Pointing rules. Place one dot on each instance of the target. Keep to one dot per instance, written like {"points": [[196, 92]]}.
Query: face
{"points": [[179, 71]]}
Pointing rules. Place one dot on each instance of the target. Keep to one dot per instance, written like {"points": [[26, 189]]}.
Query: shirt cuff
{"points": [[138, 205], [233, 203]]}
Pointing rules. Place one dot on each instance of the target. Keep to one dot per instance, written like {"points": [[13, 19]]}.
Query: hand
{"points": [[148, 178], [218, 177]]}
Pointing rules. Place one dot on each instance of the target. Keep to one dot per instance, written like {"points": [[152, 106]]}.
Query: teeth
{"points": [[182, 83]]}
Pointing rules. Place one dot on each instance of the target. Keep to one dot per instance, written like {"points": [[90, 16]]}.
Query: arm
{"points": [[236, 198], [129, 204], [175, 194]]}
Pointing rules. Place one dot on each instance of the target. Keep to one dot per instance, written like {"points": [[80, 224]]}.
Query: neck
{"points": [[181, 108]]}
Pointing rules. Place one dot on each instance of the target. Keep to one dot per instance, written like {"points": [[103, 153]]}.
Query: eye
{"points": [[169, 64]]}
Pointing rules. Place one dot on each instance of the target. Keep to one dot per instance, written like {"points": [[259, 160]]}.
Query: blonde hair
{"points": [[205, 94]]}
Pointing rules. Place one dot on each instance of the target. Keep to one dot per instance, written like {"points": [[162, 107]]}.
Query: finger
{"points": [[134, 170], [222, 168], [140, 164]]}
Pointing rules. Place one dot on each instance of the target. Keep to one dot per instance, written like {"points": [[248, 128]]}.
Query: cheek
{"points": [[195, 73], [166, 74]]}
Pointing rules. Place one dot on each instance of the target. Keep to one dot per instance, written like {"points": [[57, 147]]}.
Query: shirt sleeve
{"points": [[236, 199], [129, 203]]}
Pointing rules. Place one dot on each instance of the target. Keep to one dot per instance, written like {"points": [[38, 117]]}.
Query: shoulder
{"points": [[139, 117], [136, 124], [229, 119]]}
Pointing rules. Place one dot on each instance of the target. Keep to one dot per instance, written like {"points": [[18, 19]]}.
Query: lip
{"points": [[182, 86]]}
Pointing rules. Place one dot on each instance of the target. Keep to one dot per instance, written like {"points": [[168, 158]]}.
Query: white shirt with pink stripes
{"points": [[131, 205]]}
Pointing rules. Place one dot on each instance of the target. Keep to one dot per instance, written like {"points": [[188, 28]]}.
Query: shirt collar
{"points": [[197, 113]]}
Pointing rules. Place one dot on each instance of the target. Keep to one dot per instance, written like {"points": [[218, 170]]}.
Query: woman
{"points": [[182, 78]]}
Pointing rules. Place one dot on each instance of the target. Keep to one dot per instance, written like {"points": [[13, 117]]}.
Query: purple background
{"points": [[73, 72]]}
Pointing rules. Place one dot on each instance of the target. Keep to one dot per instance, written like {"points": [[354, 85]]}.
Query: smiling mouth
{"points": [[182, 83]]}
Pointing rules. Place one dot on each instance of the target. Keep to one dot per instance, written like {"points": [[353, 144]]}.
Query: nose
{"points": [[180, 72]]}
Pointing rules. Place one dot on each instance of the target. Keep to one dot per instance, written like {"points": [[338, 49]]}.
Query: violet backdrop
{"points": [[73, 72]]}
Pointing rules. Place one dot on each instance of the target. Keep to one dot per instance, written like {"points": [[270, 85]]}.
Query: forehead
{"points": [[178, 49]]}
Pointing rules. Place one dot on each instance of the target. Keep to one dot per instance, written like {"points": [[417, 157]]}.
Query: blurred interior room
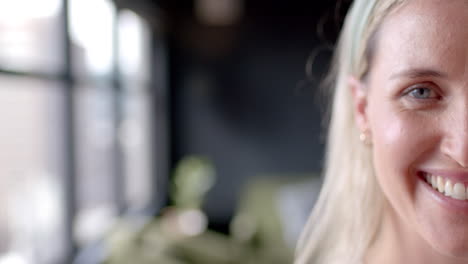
{"points": [[161, 131]]}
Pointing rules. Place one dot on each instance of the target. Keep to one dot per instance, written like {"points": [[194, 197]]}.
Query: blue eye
{"points": [[422, 93]]}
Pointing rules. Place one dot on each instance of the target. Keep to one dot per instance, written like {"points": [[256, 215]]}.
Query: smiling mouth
{"points": [[456, 190]]}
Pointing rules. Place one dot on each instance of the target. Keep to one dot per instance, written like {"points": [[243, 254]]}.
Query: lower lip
{"points": [[451, 204]]}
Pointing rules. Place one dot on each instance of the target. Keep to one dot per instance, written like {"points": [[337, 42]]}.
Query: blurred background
{"points": [[160, 131]]}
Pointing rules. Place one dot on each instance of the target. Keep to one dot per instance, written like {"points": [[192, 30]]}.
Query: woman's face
{"points": [[415, 111]]}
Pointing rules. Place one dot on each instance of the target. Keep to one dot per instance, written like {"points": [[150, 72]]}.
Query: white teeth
{"points": [[434, 181], [448, 188], [440, 184], [459, 191]]}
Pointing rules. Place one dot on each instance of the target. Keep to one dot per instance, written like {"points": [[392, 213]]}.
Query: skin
{"points": [[413, 106]]}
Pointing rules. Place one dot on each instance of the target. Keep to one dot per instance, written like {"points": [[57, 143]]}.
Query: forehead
{"points": [[425, 33]]}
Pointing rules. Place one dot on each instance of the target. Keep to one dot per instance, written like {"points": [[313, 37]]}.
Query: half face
{"points": [[415, 109]]}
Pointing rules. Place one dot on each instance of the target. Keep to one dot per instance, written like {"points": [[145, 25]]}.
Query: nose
{"points": [[455, 142]]}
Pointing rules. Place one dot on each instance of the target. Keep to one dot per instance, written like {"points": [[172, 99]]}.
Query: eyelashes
{"points": [[422, 92]]}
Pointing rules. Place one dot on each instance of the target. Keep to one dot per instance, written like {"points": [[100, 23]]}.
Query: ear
{"points": [[359, 93]]}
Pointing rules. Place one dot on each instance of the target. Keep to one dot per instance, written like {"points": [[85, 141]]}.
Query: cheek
{"points": [[400, 140]]}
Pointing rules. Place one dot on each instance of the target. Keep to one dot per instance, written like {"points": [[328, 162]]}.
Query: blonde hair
{"points": [[348, 212]]}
***
TASK BRIEF: Copy out each line word for word, please, skipping the images.

TASK OUTPUT:
Pointing rules. Place one dot on each instance of the target. Keep to one dot per instance, written like {"points": [[196, 92]]}.
Query: face
{"points": [[179, 71]]}
Pointing rules. Place one dot on each instance of the target. Keep to one dot per instance, written like {"points": [[26, 189]]}.
Query: shirt cuff
{"points": [[138, 205], [233, 203]]}
Pointing rules. Place one dot on each instance of the target. Keep to one dot per instance, written like {"points": [[13, 19]]}.
Query: hand
{"points": [[148, 178], [218, 177]]}
Pointing rules. Place one dot on each instance of the target. Keep to one dot per instance, written like {"points": [[152, 106]]}.
Query: teeth
{"points": [[182, 83]]}
Pointing rules. Place one dot on each instance of the target. Keep to one dot per instance, written like {"points": [[90, 16]]}.
Query: arm
{"points": [[236, 198], [129, 204], [175, 194]]}
Pointing rules. Place one dot on each instance of the target. Keep to one dot per instance, written like {"points": [[80, 224]]}.
Query: neck
{"points": [[181, 108]]}
Pointing rules. Place one dot on each instance of the target. Keep to one dot per instance, written like {"points": [[103, 153]]}.
Query: eye
{"points": [[169, 64]]}
Pointing rules. Place one dot on each instance of the target. Keep to one dot per instance, written like {"points": [[259, 160]]}.
Query: blonde hair
{"points": [[205, 94]]}
Pointing rules. Place one dot on each instance of the target. Keep to one dot per instance, written like {"points": [[162, 107]]}.
Query: finger
{"points": [[134, 170], [222, 168], [140, 164]]}
Pointing rules. Place one dot on each instance of the target. Keep to one dot per instance, written like {"points": [[248, 128]]}.
Query: cheek
{"points": [[195, 73], [166, 74]]}
Pointing rules. Place one dot on each instance of the target. Keep to one dot per instance, written like {"points": [[57, 147]]}.
Query: shirt sleeve
{"points": [[236, 199], [129, 203]]}
Pointing rules. Place one dot on each instance of the target. Keep to one dot per instance, written like {"points": [[38, 117]]}.
Query: shoulder
{"points": [[139, 117], [136, 124], [229, 119]]}
Pointing rules. Place one dot on each instance of the target. Keep to one dot per instance, written like {"points": [[18, 19]]}.
Query: lip
{"points": [[182, 86]]}
Pointing rules. Place one dot on each instance of the target. Keep to one dot per instance, written like {"points": [[168, 158]]}.
Query: white shirt with pink stripes
{"points": [[131, 205]]}
Pointing rules. Place one dot on each instance of the target. Keep to one dot per instance, written like {"points": [[188, 28]]}.
Query: shirt collar
{"points": [[197, 113]]}
Pointing rules. Place one dot on each instance of the target. Keep to one dot per instance, written like {"points": [[218, 170]]}.
Query: woman
{"points": [[182, 78]]}
Pointing rules. Place one dot on each instance of the target. Keep to one dot per instance, written like {"points": [[13, 117]]}.
Query: purple background
{"points": [[73, 72]]}
Pointing rules. Place one dot on each instance of the target. Keep to one dot per instance, written like {"points": [[354, 85]]}.
Query: smiling mouth
{"points": [[182, 83]]}
Pointing rules. Place one dot on each instance of the target. Keep to one dot per instance, written like {"points": [[353, 144]]}.
Query: nose
{"points": [[180, 72]]}
Pointing rules. Place one dot on each instance of the target. Keep to one dot per instance, written like {"points": [[338, 49]]}.
Query: violet backdrop
{"points": [[73, 72]]}
Pointing rules. Place one dot on each instance of the target. Keep to one dot per instance, written like {"points": [[270, 85]]}.
Query: forehead
{"points": [[178, 49]]}
Pointing rules. Place one dot on each instance of the target. Keep to one dot per instance, written like {"points": [[417, 157]]}.
Query: blurred interior room
{"points": [[161, 131]]}
Pointing rules. Place one dot on each instance of the target. Keep to one dot per instance, written like {"points": [[194, 197]]}.
Query: blue eye
{"points": [[422, 93]]}
Pointing rules. Place one dot on each instance of the target. Keep to one dot per instance, written like {"points": [[256, 215]]}.
Query: smiling mouth
{"points": [[456, 190]]}
Pointing rules. Place one dot on each instance of the target. Keep to one dot per instance, written like {"points": [[243, 254]]}.
Query: lower lip
{"points": [[451, 204]]}
Pointing rules. Place one dot on each instance of the target. Keep to one dot per instance, written like {"points": [[337, 42]]}.
Query: blurred background
{"points": [[160, 131]]}
Pointing rules. Place one dot on each instance of the target. Keep to one dot per instance, written like {"points": [[192, 30]]}.
Query: woman's face
{"points": [[415, 111]]}
Pointing rules. Place one dot on each instance of the target. Keep to one dot per instance, written like {"points": [[150, 72]]}.
Query: white teeth
{"points": [[434, 181], [448, 188], [440, 184], [459, 191]]}
Pointing rules. Place one dot on each instance of the target. Keep to one dot per instance, written like {"points": [[392, 213]]}.
Query: skin
{"points": [[413, 106]]}
Pointing rules. Place one dot on each instance of the target. Keep to one dot per instance, written like {"points": [[57, 143]]}.
Query: forehead
{"points": [[425, 33]]}
Pointing rules. Place one dot on each instance of the target. Keep to one dot per instance, written like {"points": [[313, 37]]}.
Query: half face
{"points": [[415, 109]]}
Pointing rules. Place one dot on each instance of the target. Keep to one dot per instance, written like {"points": [[145, 25]]}.
Query: nose
{"points": [[455, 142]]}
Pointing rules. Place one dot on each instance of the target. Keep to one dot per instance, written like {"points": [[172, 99]]}.
Query: eyelashes
{"points": [[422, 92]]}
Pointing rules. Place one dot on each instance of the target. Keep to one dot per instance, written like {"points": [[100, 23]]}.
Query: ear
{"points": [[359, 93]]}
Pointing rules. Place one dot on each instance of the target. Keep to one dot per instance, written like {"points": [[85, 141]]}.
Query: cheek
{"points": [[400, 140]]}
Pointing rules. Place one dot on each instance of the target. Keep to one dot per instance, written like {"points": [[328, 162]]}.
Query: blonde hair
{"points": [[348, 212]]}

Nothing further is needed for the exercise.